<<<<

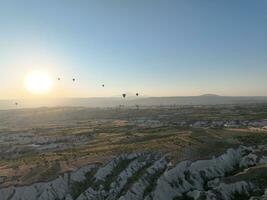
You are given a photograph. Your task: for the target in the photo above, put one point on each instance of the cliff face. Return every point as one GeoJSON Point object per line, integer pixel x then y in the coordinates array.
{"type": "Point", "coordinates": [238, 173]}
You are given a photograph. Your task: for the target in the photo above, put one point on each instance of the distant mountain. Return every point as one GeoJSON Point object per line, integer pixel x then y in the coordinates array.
{"type": "Point", "coordinates": [207, 99]}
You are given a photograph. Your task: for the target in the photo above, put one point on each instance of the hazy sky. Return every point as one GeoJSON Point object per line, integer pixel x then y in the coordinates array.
{"type": "Point", "coordinates": [158, 48]}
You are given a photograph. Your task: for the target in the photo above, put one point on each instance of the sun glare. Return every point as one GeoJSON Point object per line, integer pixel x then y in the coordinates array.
{"type": "Point", "coordinates": [38, 82]}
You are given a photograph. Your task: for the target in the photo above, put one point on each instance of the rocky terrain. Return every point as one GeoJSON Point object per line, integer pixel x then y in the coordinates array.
{"type": "Point", "coordinates": [239, 173]}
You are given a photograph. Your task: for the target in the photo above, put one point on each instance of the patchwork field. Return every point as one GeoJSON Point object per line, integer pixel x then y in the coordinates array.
{"type": "Point", "coordinates": [39, 145]}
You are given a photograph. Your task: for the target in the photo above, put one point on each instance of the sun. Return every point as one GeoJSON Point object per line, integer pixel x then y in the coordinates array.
{"type": "Point", "coordinates": [38, 82]}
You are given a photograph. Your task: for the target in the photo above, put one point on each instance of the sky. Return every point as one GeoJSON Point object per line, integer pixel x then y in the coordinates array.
{"type": "Point", "coordinates": [154, 47]}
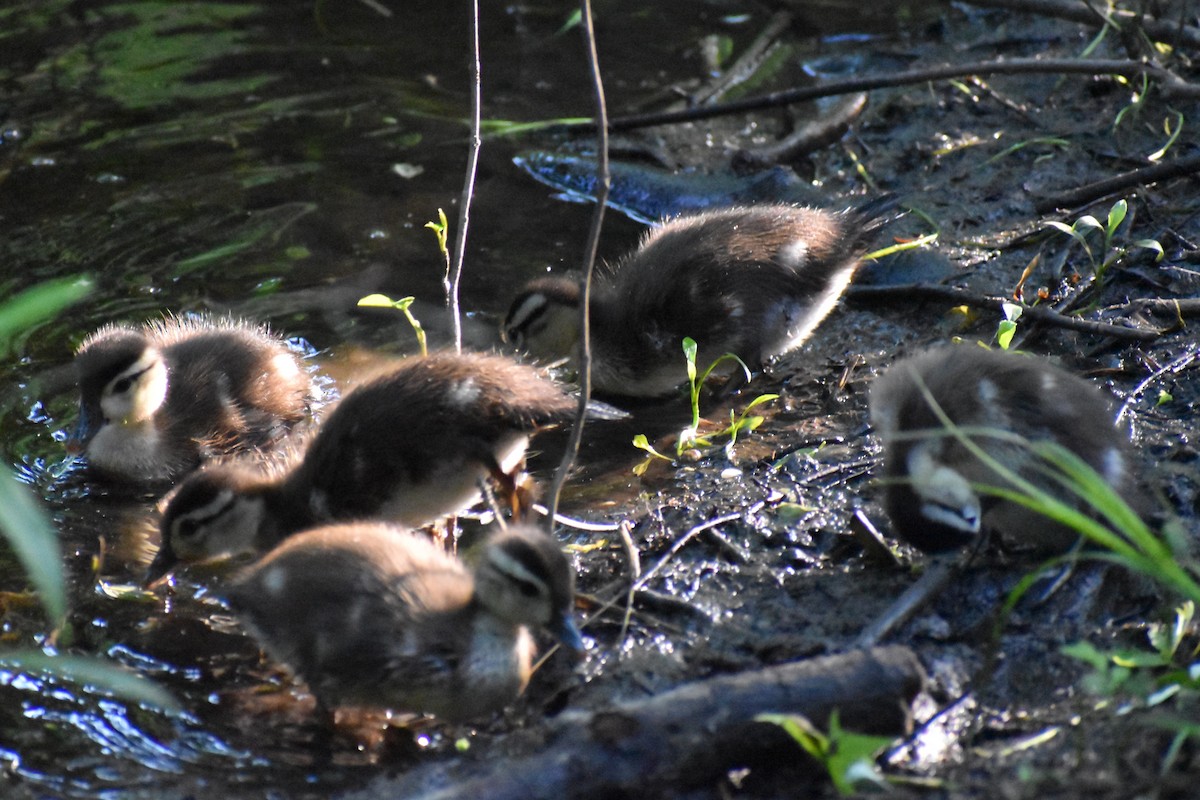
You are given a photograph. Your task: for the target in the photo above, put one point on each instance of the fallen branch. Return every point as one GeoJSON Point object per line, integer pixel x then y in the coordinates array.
{"type": "Point", "coordinates": [1097, 190]}
{"type": "Point", "coordinates": [963, 298]}
{"type": "Point", "coordinates": [688, 738]}
{"type": "Point", "coordinates": [1171, 86]}
{"type": "Point", "coordinates": [1081, 12]}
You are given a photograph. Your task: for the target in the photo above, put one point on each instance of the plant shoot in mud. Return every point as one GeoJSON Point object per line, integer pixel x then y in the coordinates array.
{"type": "Point", "coordinates": [402, 305]}
{"type": "Point", "coordinates": [690, 437]}
{"type": "Point", "coordinates": [849, 757]}
{"type": "Point", "coordinates": [1110, 251]}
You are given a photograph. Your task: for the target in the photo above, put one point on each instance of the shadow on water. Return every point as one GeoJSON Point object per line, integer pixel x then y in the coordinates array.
{"type": "Point", "coordinates": [279, 160]}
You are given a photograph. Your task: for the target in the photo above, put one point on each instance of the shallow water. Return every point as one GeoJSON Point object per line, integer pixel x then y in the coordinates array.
{"type": "Point", "coordinates": [275, 160]}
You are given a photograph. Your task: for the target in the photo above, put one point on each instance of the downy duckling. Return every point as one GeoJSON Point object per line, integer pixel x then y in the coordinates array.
{"type": "Point", "coordinates": [411, 446]}
{"type": "Point", "coordinates": [369, 614]}
{"type": "Point", "coordinates": [753, 281]}
{"type": "Point", "coordinates": [156, 401]}
{"type": "Point", "coordinates": [929, 497]}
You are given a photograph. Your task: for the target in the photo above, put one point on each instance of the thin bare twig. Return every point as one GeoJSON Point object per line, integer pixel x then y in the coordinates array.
{"type": "Point", "coordinates": [679, 542]}
{"type": "Point", "coordinates": [1180, 364]}
{"type": "Point", "coordinates": [1173, 85]}
{"type": "Point", "coordinates": [1097, 190]}
{"type": "Point", "coordinates": [468, 186]}
{"type": "Point", "coordinates": [603, 184]}
{"type": "Point", "coordinates": [1074, 11]}
{"type": "Point", "coordinates": [1039, 313]}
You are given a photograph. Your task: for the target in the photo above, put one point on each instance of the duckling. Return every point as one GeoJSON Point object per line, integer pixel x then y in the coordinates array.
{"type": "Point", "coordinates": [929, 497]}
{"type": "Point", "coordinates": [370, 614]}
{"type": "Point", "coordinates": [156, 401]}
{"type": "Point", "coordinates": [753, 281]}
{"type": "Point", "coordinates": [412, 446]}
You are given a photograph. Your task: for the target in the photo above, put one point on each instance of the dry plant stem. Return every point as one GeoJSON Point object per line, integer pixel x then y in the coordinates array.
{"type": "Point", "coordinates": [454, 278]}
{"type": "Point", "coordinates": [937, 576]}
{"type": "Point", "coordinates": [1173, 86]}
{"type": "Point", "coordinates": [1180, 364]}
{"type": "Point", "coordinates": [679, 542]}
{"type": "Point", "coordinates": [1097, 190]}
{"type": "Point", "coordinates": [603, 184]}
{"type": "Point", "coordinates": [1038, 313]}
{"type": "Point", "coordinates": [1080, 12]}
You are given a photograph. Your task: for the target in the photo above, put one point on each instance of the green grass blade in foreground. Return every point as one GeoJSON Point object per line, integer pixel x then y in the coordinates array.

>>>>

Your task is to write out, exactly, the line that contains "of the duckling." and each line after it to the end of the data, with no other lines.

Response to this exercise —
You are given a photograph. Your task: for the target in the photo above, put one point on each instance of the duckling. Return every point as one GeoJSON Point object per line, integer pixel x then y in the coordinates array.
{"type": "Point", "coordinates": [929, 497]}
{"type": "Point", "coordinates": [370, 614]}
{"type": "Point", "coordinates": [156, 401]}
{"type": "Point", "coordinates": [753, 281]}
{"type": "Point", "coordinates": [412, 446]}
You are given a photograph. Your task: for the target in the photo above, put one point on each instance of the dry plant stem. Return every point as one GeoJSON Point object per line, integer pixel x then y in the coordinates array.
{"type": "Point", "coordinates": [454, 278]}
{"type": "Point", "coordinates": [937, 576]}
{"type": "Point", "coordinates": [1173, 86]}
{"type": "Point", "coordinates": [1180, 364]}
{"type": "Point", "coordinates": [679, 542]}
{"type": "Point", "coordinates": [1097, 190]}
{"type": "Point", "coordinates": [603, 184]}
{"type": "Point", "coordinates": [1038, 313]}
{"type": "Point", "coordinates": [1080, 12]}
You are given a photograph. Your task: for the target in the photo above, put one point on each instance of the green grass blade in foreground. Return every point as one GeoJSON Point object per line, integer pixel x then y in the coordinates array.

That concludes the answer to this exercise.